## [DESCRIPTION OF THE TASK]
Your task is to transcribe the data in full.

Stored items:
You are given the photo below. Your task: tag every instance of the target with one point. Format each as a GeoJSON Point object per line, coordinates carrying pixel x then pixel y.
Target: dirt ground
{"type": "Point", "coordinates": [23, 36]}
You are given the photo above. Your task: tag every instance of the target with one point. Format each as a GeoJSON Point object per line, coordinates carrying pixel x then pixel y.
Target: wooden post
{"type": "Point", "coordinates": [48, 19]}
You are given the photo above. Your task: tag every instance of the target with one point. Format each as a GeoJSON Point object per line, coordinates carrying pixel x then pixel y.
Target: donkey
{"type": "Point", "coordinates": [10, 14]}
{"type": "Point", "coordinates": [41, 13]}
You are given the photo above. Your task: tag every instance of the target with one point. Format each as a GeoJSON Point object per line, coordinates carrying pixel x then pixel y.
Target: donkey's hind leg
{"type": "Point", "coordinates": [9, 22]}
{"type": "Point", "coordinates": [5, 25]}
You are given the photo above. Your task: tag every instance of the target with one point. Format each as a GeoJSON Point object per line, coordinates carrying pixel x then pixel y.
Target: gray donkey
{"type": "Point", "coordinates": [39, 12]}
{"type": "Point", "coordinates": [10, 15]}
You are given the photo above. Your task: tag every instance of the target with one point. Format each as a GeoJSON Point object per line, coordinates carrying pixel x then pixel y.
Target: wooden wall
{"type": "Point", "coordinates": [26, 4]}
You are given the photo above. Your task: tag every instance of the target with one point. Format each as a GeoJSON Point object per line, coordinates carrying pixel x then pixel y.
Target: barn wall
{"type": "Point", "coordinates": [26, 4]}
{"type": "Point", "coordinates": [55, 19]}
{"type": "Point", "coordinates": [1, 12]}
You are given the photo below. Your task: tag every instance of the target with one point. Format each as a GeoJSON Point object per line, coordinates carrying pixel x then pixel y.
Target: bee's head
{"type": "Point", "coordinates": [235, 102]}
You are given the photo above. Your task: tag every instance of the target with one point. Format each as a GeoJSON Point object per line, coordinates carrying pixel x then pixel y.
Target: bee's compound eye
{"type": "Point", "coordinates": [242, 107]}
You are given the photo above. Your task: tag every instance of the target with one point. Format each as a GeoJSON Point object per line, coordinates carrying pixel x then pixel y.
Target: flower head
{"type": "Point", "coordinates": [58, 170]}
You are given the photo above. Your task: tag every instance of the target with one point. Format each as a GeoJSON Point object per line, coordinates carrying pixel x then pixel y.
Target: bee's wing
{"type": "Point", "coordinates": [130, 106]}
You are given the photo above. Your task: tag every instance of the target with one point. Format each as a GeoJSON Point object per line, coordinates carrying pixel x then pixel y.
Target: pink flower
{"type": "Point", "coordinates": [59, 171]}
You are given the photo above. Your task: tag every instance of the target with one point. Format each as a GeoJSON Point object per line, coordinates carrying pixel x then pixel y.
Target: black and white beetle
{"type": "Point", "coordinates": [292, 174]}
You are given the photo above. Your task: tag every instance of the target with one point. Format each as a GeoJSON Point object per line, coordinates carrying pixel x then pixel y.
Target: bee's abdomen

## [ANSWER TO THIS TASK]
You are given the photo below. Your task: tag every instance of the target with one point. Format each as a GeoJSON Point object per line, coordinates carrying pixel x then pixel y.
Target: dirt ground
{"type": "Point", "coordinates": [23, 36]}
You are given the photo above. Your task: tag every instance of the target with one point. Format each as a GeoJSON Point object per line, coordinates carrying pixel x then pixel y.
Target: wooden post
{"type": "Point", "coordinates": [48, 19]}
You are given the photo above. Your task: tag every instance of the target with one point. Format each as a GeoJSON Point object per line, coordinates carrying pixel x then pixel y.
Target: donkey
{"type": "Point", "coordinates": [10, 14]}
{"type": "Point", "coordinates": [41, 13]}
You are given the photo above. Your task: tag every instance of the target with one point. Format each as a GeoJSON Point object per line, coordinates carrying pixel x then pixel y.
Target: donkey's hind leg
{"type": "Point", "coordinates": [9, 22]}
{"type": "Point", "coordinates": [5, 25]}
You are given the photo above. Your task: tag every instance of the target with one point. Format each as a GeoJSON Point object per line, coordinates carrying pixel x then pixel y.
Target: gray donkey
{"type": "Point", "coordinates": [39, 12]}
{"type": "Point", "coordinates": [10, 15]}
You are given the photo above. Your task: tag every instance of the target with one point. Format each as a GeoJSON Point object per line, coordinates carrying pixel x then pixel y.
Target: wooden wall
{"type": "Point", "coordinates": [26, 4]}
You are given the photo above. Your task: tag every instance of the target with one point. Format each as a GeoJSON Point object per line, coordinates carrying pixel x then pixel y.
Target: barn wall
{"type": "Point", "coordinates": [26, 4]}
{"type": "Point", "coordinates": [55, 19]}
{"type": "Point", "coordinates": [1, 12]}
You are given the photo below. Your task: tag every instance of the target with one point. Format each as a GeoJSON Point object per line, coordinates carrying pixel x then pixel y.
Target: bee's head
{"type": "Point", "coordinates": [235, 102]}
You are given the photo above. Your task: tag every instance of the target with one point. Format each as a GeoJSON Point object per line, coordinates carrying pixel x then pixel y.
Target: bee's compound eye
{"type": "Point", "coordinates": [242, 107]}
You are given the photo above. Your task: tag every instance of the target with one point. Format each as a GeoJSON Point object per line, coordinates carrying pixel x then pixel y.
Target: flower head
{"type": "Point", "coordinates": [58, 170]}
You are given the photo above. Your task: tag every instance of the target with one point. Format each as a GeoJSON Point object per line, coordinates carrying pixel x then pixel y.
Target: bee's wing
{"type": "Point", "coordinates": [130, 106]}
You are given the photo above. Your task: tag every instance of the target with one point. Format each as a GeoJSON Point object per line, coordinates carrying pixel x then pixel y.
Target: pink flower
{"type": "Point", "coordinates": [59, 171]}
You are given the photo above. Your task: tag every instance of the target with one point. Format each as a GeoJSON Point object per line, coordinates carrying pixel x then pixel y.
Target: black and white beetle
{"type": "Point", "coordinates": [292, 174]}
You are given the photo above. Your task: tag every instance of the target with one point. Format each as a GeoJSON Point object per line, coordinates carrying pixel x then pixel y.
Target: bee's abdomen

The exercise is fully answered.